Dataset entries:
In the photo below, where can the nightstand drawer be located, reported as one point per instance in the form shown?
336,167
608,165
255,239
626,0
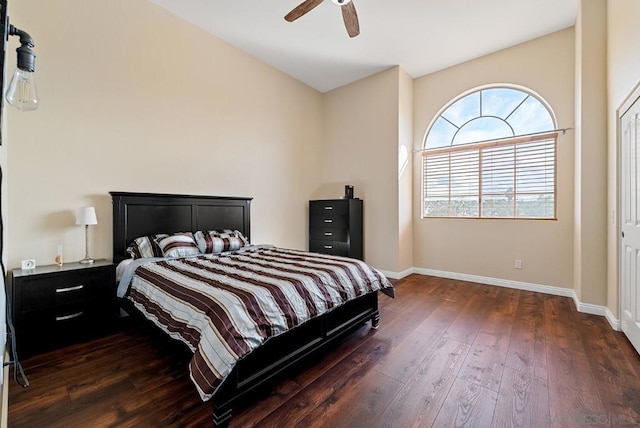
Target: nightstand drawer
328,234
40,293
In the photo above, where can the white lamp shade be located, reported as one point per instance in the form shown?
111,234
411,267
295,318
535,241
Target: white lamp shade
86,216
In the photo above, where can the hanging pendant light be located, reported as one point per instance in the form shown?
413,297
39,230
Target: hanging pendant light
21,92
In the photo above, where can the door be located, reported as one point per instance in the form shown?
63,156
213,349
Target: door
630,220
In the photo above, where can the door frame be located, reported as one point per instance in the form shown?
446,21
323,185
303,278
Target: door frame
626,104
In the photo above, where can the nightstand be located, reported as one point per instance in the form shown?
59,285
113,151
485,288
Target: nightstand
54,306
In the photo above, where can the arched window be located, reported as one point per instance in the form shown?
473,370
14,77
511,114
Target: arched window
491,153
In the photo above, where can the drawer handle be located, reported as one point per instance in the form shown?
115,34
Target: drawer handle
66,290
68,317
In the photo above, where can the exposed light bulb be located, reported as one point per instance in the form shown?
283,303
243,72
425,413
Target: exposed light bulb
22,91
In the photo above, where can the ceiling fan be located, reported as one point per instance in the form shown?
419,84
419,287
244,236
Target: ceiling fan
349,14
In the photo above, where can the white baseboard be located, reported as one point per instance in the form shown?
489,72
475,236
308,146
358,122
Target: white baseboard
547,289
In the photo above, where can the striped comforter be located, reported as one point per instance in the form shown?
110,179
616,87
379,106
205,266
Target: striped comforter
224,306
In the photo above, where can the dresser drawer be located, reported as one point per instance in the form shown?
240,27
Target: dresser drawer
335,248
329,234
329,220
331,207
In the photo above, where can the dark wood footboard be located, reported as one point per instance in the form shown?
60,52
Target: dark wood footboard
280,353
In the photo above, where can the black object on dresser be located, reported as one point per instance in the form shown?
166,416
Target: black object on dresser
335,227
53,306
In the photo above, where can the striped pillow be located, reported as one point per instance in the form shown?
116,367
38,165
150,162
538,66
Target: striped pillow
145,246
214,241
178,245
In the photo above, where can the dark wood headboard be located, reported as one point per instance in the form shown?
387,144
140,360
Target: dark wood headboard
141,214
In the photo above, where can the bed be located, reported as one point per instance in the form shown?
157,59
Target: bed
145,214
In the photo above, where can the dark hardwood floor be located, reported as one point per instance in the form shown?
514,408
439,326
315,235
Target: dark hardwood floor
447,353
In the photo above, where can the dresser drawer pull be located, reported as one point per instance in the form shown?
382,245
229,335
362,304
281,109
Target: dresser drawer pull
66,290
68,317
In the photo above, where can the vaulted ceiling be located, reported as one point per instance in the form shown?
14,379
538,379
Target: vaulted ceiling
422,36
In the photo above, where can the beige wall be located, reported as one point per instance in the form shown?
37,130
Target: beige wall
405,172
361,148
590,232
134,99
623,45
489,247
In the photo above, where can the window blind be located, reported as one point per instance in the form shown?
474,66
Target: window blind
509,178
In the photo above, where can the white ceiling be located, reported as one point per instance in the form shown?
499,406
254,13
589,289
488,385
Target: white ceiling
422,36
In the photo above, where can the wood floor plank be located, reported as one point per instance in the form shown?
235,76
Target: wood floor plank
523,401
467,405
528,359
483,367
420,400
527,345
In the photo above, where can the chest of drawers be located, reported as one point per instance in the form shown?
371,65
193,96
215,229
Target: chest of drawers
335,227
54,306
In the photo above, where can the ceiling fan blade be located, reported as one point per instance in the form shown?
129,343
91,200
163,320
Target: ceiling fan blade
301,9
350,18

Short task: Your task is to return, exactly and on their own, the lines from the one containing "In the photo above, where can the dark wood headboard" through the last line of the listing.

Solution to the exercise:
In the photo above, where can the dark wood headboard be located, reported as one point per instance in the form shown?
387,144
140,360
Target: dark wood headboard
141,214
In the photo above, where can the bed be located, reported as one point per instance in the form shown?
157,59
Target: bed
145,214
In the photo above, where can the dark hardwood floor be located, reported as one point per instance in the form shown?
514,408
439,326
315,235
Target: dark hardwood floor
447,353
In the photo above, where can the dresser drawer pull be located, reported as one point per instance in the form shown?
382,245
229,335
362,304
281,109
Target: dresser drawer pull
66,290
68,317
In the photo above, where can the vaulted ceiling be located, reported as one point per instance in the form shown?
14,379
538,379
Target: vaulted ceiling
422,36
In the photo above, where can the beige wall be located, reported as one point per instance in the form shown?
37,130
Target: beige wall
405,172
361,148
590,232
134,99
623,45
489,247
In the photo above, where can the window blind be located, reported as one point per instance in the form shown?
474,66
Target: window blind
509,178
In the photo above, where can the white ceiling be located, reported as one point per instance in the form shown?
499,406
254,13
589,289
488,385
Target: white ceiling
422,36
In the photo above, where can the wood floor plank be located, reported as one point per instance in the form shown?
235,76
Target: wood floor plank
523,401
467,405
528,359
483,367
420,400
527,345
In the photo above, where can the chest of drawers be located, reported as one point per instance in the form shown?
371,65
193,96
215,229
Target: chest of drawers
335,227
54,306
In the photo above, where can the ceiling fan blade be located, reported as one point per instance in the form shown?
129,343
91,200
163,320
Target: ceiling fan blade
301,9
350,18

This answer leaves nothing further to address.